(PROBLEM DETAILS)
Your task is to retype, exactly and with nothing else, every line from the one containing "Rules: pick out each instance of the tureen" to the end of the listing.

(AVAILABLE RECORDS)
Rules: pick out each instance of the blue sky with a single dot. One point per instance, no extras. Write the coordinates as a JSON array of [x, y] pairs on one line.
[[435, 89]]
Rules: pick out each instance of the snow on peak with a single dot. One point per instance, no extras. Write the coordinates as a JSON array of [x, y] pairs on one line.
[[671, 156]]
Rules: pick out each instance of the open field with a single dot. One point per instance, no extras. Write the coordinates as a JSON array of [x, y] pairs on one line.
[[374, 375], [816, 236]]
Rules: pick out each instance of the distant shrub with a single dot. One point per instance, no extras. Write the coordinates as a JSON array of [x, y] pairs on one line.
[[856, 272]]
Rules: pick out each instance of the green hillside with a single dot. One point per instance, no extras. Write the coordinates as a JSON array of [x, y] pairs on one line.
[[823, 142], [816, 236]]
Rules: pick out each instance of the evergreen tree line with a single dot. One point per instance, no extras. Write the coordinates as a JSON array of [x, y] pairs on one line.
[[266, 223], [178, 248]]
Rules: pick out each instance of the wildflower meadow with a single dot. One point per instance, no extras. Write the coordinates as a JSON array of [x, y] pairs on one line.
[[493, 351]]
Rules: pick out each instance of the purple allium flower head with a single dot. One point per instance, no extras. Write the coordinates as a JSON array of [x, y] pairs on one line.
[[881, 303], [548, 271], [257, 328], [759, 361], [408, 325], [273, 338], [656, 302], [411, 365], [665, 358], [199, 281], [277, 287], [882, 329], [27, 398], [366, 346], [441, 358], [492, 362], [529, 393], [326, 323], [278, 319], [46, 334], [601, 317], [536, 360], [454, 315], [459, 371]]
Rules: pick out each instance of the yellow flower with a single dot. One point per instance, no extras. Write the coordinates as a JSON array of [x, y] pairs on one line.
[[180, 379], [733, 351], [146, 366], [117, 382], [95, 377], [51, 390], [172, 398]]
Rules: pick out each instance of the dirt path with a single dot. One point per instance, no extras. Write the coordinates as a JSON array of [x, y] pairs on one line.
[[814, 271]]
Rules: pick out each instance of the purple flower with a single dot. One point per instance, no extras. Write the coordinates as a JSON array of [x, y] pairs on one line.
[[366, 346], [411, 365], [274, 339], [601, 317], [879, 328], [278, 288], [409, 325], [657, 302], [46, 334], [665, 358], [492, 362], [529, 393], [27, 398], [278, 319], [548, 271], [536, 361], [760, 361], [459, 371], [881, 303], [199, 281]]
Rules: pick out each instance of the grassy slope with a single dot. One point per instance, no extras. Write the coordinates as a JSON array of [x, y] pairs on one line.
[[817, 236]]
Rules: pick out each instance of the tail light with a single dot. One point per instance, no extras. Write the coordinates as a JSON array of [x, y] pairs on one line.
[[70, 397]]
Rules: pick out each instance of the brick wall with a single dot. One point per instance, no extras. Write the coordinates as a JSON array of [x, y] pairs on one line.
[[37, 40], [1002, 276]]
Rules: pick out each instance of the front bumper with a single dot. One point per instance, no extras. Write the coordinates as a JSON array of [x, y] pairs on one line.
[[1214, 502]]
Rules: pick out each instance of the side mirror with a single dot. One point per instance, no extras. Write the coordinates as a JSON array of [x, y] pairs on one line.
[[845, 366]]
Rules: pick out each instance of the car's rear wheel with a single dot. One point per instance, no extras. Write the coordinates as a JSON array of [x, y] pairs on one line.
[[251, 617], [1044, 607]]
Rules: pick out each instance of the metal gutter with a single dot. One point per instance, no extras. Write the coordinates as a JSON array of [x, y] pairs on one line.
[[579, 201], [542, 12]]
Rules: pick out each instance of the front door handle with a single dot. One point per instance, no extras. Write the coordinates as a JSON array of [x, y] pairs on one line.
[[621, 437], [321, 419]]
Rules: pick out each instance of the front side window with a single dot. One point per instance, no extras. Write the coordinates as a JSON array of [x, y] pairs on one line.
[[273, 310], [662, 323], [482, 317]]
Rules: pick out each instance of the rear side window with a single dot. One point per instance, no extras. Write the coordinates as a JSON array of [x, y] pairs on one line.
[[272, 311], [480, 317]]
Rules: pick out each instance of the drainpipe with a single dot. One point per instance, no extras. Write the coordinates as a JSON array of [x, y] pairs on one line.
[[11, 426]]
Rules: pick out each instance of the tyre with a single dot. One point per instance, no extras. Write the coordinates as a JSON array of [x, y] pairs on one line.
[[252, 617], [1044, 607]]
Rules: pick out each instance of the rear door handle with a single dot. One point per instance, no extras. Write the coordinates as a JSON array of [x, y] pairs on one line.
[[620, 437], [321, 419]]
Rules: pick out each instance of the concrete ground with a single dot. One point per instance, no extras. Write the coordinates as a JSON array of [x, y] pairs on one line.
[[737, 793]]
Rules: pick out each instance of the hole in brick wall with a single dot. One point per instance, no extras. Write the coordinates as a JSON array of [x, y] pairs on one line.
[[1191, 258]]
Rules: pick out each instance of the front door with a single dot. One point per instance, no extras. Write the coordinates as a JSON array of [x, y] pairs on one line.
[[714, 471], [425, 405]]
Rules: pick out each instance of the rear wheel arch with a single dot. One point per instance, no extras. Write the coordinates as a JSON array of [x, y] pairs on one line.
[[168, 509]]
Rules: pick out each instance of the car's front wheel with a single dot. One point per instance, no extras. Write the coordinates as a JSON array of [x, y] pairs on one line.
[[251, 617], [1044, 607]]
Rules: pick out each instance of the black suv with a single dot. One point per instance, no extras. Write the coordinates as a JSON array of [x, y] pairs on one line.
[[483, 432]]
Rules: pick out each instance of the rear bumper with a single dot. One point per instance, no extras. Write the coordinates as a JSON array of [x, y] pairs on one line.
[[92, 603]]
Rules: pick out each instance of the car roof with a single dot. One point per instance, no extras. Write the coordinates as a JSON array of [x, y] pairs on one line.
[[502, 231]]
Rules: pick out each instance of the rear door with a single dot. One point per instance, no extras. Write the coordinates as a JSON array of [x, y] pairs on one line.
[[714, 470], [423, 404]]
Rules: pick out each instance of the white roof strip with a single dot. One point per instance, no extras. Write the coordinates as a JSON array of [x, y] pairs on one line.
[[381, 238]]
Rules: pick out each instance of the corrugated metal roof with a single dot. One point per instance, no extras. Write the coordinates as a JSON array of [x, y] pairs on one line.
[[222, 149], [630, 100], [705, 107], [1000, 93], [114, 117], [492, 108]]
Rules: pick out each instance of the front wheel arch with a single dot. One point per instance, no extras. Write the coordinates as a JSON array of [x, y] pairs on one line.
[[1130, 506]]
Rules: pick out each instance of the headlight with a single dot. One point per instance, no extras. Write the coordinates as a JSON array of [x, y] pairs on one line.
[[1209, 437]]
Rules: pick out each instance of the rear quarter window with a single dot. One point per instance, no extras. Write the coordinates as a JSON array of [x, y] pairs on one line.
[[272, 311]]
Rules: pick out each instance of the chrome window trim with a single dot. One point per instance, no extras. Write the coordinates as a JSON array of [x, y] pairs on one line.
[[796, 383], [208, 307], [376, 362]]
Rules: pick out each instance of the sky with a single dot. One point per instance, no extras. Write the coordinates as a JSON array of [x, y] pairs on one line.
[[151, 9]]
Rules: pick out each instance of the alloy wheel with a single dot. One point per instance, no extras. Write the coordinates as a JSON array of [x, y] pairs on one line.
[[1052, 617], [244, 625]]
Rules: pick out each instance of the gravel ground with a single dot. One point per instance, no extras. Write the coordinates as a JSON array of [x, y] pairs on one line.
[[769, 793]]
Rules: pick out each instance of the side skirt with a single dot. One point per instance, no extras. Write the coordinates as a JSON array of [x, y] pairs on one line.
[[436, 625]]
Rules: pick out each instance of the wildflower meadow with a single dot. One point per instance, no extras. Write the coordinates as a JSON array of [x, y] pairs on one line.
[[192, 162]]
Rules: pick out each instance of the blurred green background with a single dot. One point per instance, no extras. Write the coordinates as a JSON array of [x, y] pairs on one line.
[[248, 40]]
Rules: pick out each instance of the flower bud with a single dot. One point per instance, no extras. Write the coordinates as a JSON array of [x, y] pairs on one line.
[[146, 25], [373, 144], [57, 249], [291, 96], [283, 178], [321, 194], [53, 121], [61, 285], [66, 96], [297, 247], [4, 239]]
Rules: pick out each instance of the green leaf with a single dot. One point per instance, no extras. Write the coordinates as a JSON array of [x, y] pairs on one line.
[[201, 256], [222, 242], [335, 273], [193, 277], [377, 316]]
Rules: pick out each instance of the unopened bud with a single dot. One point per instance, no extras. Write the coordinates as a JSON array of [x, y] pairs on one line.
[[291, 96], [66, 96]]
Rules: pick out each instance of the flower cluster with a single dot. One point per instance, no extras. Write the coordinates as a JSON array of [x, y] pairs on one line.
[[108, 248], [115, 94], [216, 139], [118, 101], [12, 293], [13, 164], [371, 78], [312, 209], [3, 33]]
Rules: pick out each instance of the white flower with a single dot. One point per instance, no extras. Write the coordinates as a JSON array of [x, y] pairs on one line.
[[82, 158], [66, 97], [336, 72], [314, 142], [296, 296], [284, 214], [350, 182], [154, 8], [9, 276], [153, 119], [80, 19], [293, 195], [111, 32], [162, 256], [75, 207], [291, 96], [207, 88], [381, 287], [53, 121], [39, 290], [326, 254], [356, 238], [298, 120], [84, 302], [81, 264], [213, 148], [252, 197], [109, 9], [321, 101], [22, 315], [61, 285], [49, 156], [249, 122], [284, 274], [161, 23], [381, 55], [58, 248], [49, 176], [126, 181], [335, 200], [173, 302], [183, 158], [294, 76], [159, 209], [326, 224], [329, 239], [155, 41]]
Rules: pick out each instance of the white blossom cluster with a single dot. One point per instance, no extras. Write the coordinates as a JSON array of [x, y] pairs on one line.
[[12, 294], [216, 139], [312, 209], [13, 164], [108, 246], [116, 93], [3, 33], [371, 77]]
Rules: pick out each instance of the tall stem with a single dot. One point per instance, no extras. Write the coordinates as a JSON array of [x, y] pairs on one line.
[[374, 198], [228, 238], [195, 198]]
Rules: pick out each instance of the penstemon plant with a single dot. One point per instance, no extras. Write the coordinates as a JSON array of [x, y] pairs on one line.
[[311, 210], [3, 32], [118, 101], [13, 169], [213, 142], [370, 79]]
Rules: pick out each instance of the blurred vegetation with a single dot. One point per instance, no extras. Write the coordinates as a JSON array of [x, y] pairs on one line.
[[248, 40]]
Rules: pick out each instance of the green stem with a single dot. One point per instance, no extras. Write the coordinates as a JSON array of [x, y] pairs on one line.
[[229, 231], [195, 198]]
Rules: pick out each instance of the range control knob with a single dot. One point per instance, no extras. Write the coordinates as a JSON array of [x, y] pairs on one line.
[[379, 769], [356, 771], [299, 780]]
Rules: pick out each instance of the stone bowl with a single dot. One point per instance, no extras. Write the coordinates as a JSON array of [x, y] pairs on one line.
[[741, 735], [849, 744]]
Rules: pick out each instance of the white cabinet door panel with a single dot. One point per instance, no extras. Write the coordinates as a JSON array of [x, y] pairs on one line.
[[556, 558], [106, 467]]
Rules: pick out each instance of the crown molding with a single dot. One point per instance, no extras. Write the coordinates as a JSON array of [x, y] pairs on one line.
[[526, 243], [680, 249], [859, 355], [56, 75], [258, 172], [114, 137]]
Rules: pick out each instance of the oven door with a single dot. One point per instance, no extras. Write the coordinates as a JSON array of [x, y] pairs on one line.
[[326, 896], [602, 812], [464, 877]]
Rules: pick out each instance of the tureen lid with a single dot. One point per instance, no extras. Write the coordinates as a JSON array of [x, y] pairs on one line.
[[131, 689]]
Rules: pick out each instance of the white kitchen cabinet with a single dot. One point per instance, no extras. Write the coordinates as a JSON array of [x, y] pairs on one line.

(EXERCISE ANSWER)
Rules: pick out each instance of the tureen lid with a single dot. One point per instance, no extras. Write the coordinates as a JSON array of [x, y] pairs on one line.
[[131, 689]]
Rules: pick out each instance of the white kitchen cabinet with a single dot. One point per instance, no extras. Write the coordinates as a JSON array of [x, y] pairs on one line.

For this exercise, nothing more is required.